_EXTRACTED MATERIAL_
# # # #

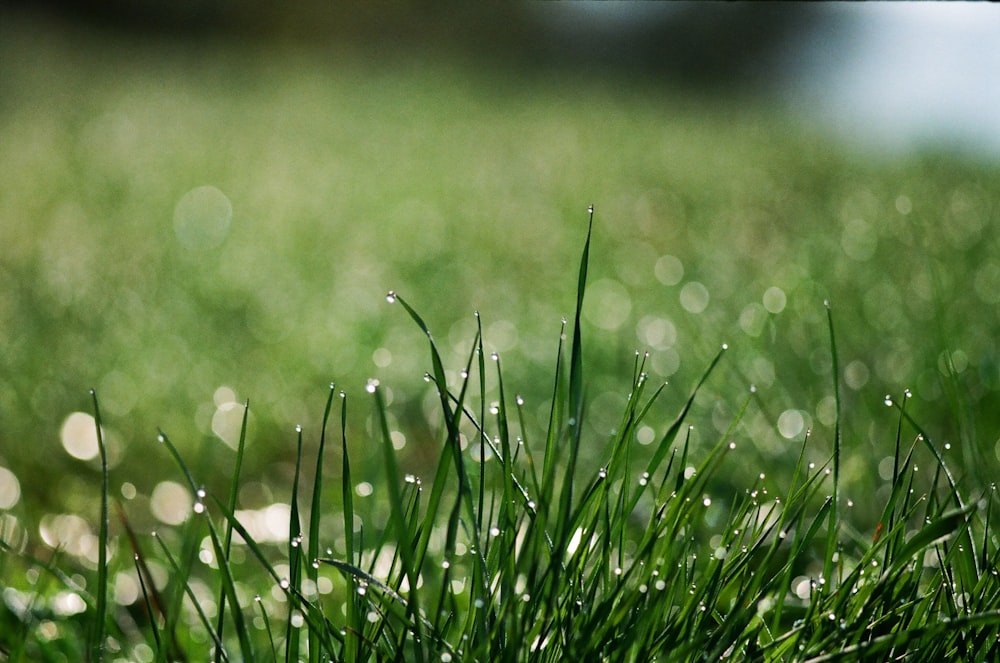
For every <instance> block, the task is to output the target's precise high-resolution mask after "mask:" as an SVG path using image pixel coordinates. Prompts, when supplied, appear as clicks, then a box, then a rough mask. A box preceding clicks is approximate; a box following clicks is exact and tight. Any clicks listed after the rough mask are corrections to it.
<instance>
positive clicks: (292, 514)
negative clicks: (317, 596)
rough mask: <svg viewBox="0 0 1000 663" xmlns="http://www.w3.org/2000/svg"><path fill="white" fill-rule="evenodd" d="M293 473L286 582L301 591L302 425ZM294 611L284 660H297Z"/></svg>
mask: <svg viewBox="0 0 1000 663" xmlns="http://www.w3.org/2000/svg"><path fill="white" fill-rule="evenodd" d="M295 435H296V447H295V475H294V478H293V479H292V495H291V508H290V511H291V514H290V516H289V518H288V569H289V570H288V574H289V578H288V582H289V587H290V589H293V590H294V591H295V592H301V591H302V524H301V521H300V520H299V475H300V472H301V469H302V426H296V427H295ZM294 615H295V611H294V610H289V611H288V621H287V622H286V624H285V661H286V663H291V662H292V661H298V660H299V646H300V639H299V630H298V627H296V626H295V625H294V624H293V623H292V622H293V620H294Z"/></svg>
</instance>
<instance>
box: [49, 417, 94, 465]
mask: <svg viewBox="0 0 1000 663" xmlns="http://www.w3.org/2000/svg"><path fill="white" fill-rule="evenodd" d="M59 439H60V441H61V442H62V445H63V449H65V450H66V453H68V454H69V455H70V456H72V457H73V458H77V459H79V460H91V459H93V458H96V457H97V455H98V454H99V453H100V447H99V446H98V441H97V422H96V421H95V420H94V417H93V416H92V415H90V414H87V413H86V412H74V413H72V414H70V415H69V416H68V417H66V420H65V421H64V422H63V425H62V429H61V430H60V431H59Z"/></svg>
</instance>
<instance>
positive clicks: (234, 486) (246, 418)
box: [215, 400, 250, 660]
mask: <svg viewBox="0 0 1000 663" xmlns="http://www.w3.org/2000/svg"><path fill="white" fill-rule="evenodd" d="M249 415H250V401H249V400H248V401H246V403H244V405H243V420H242V422H241V423H240V439H239V442H238V444H237V445H236V466H235V467H234V468H233V480H232V481H231V482H230V485H229V510H230V511H236V497H237V495H238V494H239V489H240V472H241V471H242V468H243V452H244V450H245V449H246V439H247V420H248V419H249ZM232 544H233V526H232V525H231V524H227V525H226V539H225V545H224V548H223V552H224V553H225V558H226V560H227V561H228V560H229V554H230V551H231V550H232ZM225 617H226V592H225V590H224V589H223V588H222V587H220V588H219V614H218V618H217V619H216V627H215V628H216V631H218V633H219V638H220V639H221V638H222V637H223V630H224V628H225ZM220 655H221V652H220V651H216V653H215V660H219V657H220Z"/></svg>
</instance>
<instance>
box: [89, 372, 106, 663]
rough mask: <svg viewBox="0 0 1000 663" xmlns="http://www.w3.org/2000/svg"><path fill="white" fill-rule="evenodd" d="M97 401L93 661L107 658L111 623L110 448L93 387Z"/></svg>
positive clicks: (93, 661)
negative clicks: (96, 528)
mask: <svg viewBox="0 0 1000 663" xmlns="http://www.w3.org/2000/svg"><path fill="white" fill-rule="evenodd" d="M90 397H91V399H92V400H93V403H94V424H95V427H96V428H97V449H98V451H99V453H100V457H101V515H100V518H101V522H100V530H99V533H98V536H97V589H96V599H97V605H96V607H95V615H94V624H93V634H92V636H91V643H90V647H89V654H88V659H89V660H90V661H92V662H93V663H99V662H100V661H103V660H104V645H105V642H104V641H105V633H106V630H107V623H108V529H109V516H108V484H109V483H110V481H109V477H108V451H107V448H106V447H105V444H104V431H103V428H102V424H101V409H100V407H99V406H98V404H97V392H96V391H94V390H93V389H91V390H90Z"/></svg>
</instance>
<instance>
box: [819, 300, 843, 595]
mask: <svg viewBox="0 0 1000 663" xmlns="http://www.w3.org/2000/svg"><path fill="white" fill-rule="evenodd" d="M826 321H827V326H828V328H829V331H830V355H831V361H832V376H833V400H834V407H835V416H834V428H833V502H832V504H831V505H830V525H829V527H828V528H827V539H826V556H825V559H824V562H823V577H824V578H826V581H827V582H832V581H833V560H834V556H835V555H836V552H837V542H838V540H839V536H838V532H839V529H840V519H839V513H838V508H839V504H838V502H839V500H840V493H839V491H840V443H841V438H840V364H839V361H838V358H837V337H836V335H835V334H834V332H833V311H832V309H831V308H830V302H829V301H827V302H826Z"/></svg>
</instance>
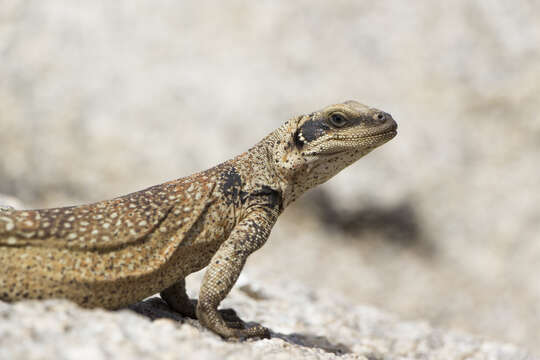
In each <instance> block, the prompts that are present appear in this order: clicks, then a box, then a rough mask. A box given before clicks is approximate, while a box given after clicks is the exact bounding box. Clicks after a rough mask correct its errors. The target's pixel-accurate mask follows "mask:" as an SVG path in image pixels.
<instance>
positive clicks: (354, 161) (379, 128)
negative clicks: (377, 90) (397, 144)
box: [272, 101, 397, 203]
mask: <svg viewBox="0 0 540 360" xmlns="http://www.w3.org/2000/svg"><path fill="white" fill-rule="evenodd" d="M279 134H280V136H279V139H278V140H277V141H275V142H274V143H273V151H272V153H273V154H274V164H275V165H276V171H277V173H278V174H279V175H280V177H281V178H282V179H283V180H285V181H284V182H285V183H287V186H288V187H289V189H288V191H285V192H286V193H287V192H288V193H289V196H287V197H288V198H287V199H284V200H285V202H287V203H289V202H292V201H294V200H295V199H296V197H297V196H298V195H300V194H301V193H303V192H304V191H306V190H307V189H309V188H311V187H313V186H316V185H318V184H321V183H323V182H325V181H327V180H328V179H330V178H331V177H333V176H334V175H336V174H337V173H338V172H339V171H341V170H342V169H343V168H345V167H347V166H348V165H350V164H352V163H354V162H355V161H356V160H358V159H360V158H361V157H362V156H364V155H366V154H367V153H369V152H370V151H371V150H373V149H375V148H376V147H378V146H380V145H382V144H384V143H386V142H387V141H389V140H390V139H392V138H393V137H394V136H396V134H397V124H396V122H395V121H394V119H392V116H390V114H387V113H385V112H383V111H381V110H377V109H374V108H370V107H367V106H365V105H362V104H360V103H359V102H356V101H346V102H344V103H342V104H336V105H331V106H328V107H326V108H324V109H322V110H319V111H316V112H314V113H311V114H308V115H302V116H299V117H296V118H294V119H292V120H290V121H288V122H287V123H286V124H285V125H284V126H283V127H282V128H281V129H280V131H279Z"/></svg>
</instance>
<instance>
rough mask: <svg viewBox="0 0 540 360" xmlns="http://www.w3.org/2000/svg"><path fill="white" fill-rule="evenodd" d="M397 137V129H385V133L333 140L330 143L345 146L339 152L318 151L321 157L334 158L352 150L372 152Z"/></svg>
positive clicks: (334, 139)
mask: <svg viewBox="0 0 540 360" xmlns="http://www.w3.org/2000/svg"><path fill="white" fill-rule="evenodd" d="M396 135H397V130H396V128H395V127H392V128H391V129H385V130H384V131H381V132H378V133H375V134H369V135H366V134H358V135H340V136H336V137H334V138H332V139H331V140H329V141H332V142H334V143H335V144H336V143H340V144H343V145H341V146H339V147H338V148H337V150H330V151H328V150H327V151H318V152H317V153H318V154H319V155H324V156H332V155H337V154H341V153H344V152H348V151H351V150H359V149H360V150H361V149H365V150H372V149H374V148H376V147H379V146H381V145H382V144H384V143H386V142H388V141H390V140H391V139H393V138H394V137H395V136H396Z"/></svg>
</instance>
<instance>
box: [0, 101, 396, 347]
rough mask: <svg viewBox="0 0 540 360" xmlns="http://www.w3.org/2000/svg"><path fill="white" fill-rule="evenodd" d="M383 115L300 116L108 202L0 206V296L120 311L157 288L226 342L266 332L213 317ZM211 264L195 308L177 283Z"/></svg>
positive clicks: (179, 282) (386, 121) (337, 112)
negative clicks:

# # # #

_ABOUT THIS TASK_
In the listing, from its first line through the line with "negative clicks: (317, 596)", swap "positive clicks" for "foreground clicks" and give those lines again with nothing else changed. Leave the pictures out of your answer.

_RESULT FOR THIS TASK_
For every <instance> block, the task is to output the target's precise high-resolution mask after "mask:" as an SVG path using image pixel coordinates. Prompts, when supplied, appear as clicks, then a box, then a rough mask. A box preceding clicks is approximate; a box following clicks is exact and tight. Any clicks listed after the rough mask are corrections to it.
<instance>
foreground clicks: (292, 514)
negative clicks: (317, 596)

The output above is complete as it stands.